Extract ->
BEGIN

This article first appeared on 25 September 2017 and was updated on 25 October 2017.

Amendments to the unfair contracts regime have been brought into fresh focus this month, with the ACCC commencing its first two enforcement actions under the amended legislation.

Changes to the Australian Consumer Law, which came into effect on 12 November 2016, extended unfair contract term protections to “small business contracts”. As a consequence, protections from unfair contract terms in standard form contracts which were once reserved for consumers are now afforded to small businesses.

The amended regime covers standard form contracts in a business to business context where one of the businesses employs less than 20 people and the up-front price payable is up to $300,000 or, if the contract runs for more than a year, up to $1 million.

The laws apply to standard form small business contracts entered into or renewed on or after 12 November 2016. Under the unfair contract laws, terms that are found to be unfair are void. Two business to business enforcement actions have commenced under the new regime. One of these proceedings has now been determined with the respondent consenting to declarations that terms in its standard form contracts were unfair.

Federal Court action concerning alleged unfair terms in waste management contracts

On 6 September 2017, the ACCC commenced its first enforcement proceeding concerning the business to business unfair contract laws. The Federal Court proceeding was against JJ Richards & Sons Pty Ltd, one of the largest privately-owned waste management companies in Australia. The ACCC alleged that terms in JJ Richards’ standard form contract with small businesses were unfair and should be declared void because they went beyond what was reasonably necessary to protect JJ Richards’ legitimate interests. In October, the Federal Court declared by consent that eight terms in JJ Richards’ standard form contracts with small businesses were unfair and so void under the ACL.

END

Tasks to carry out ->
1. Can you print the passage of the unfair contracts article from "The amended regime" to "contracts were unfair."?
2. According to the unfair contracts article, why did the ACCC allege that the terms in JJ Richards' standard form contract with small businesses were unfair and should be declared void?

Data segment ->
BEGIN

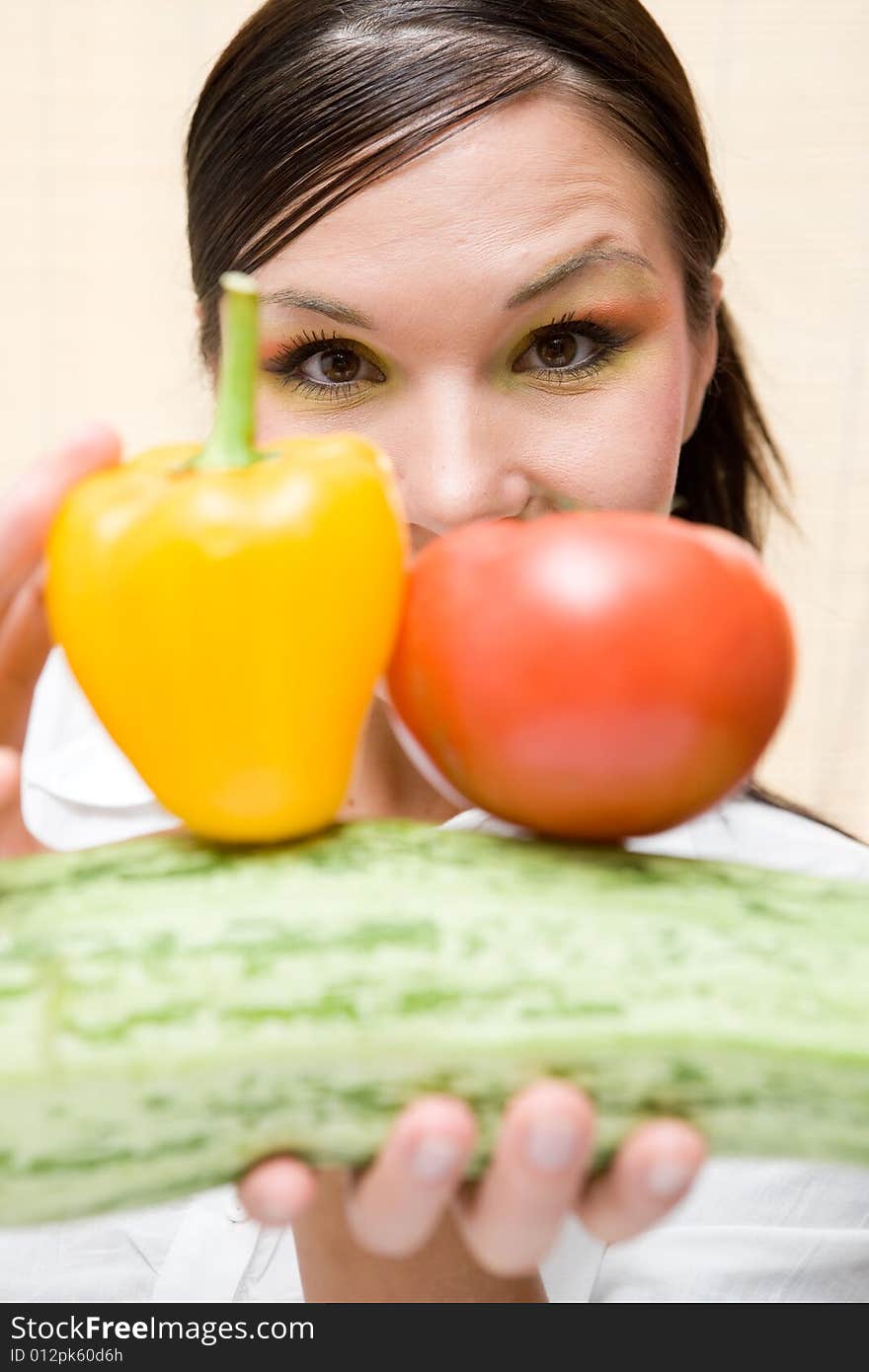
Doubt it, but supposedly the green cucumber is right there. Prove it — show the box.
[0,819,869,1225]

END

Answers ->
1.
The amended regime covers standard form contracts in a business to business context where one of the businesses employs less than 20 people and the up-front price payable is up to $300,000 or, if the contract runs for more than a year, up to $1 million.

The laws apply to standard form small business contracts entered into or renewed on or after 12 November 2016. Under the unfair contract laws, terms that are found to be unfair are void. Two business to business enforcement actions have commenced under the new regime. One of these proceedings has now been determined with the respondent consenting to declarations that terms in its standard form contracts were unfair.

2. The ACCC alleged that the terms went beyond what was reasonably necessary to protect JJ Richards' legitimate interests. Under the unfair contract laws, terms found to be unfair are void.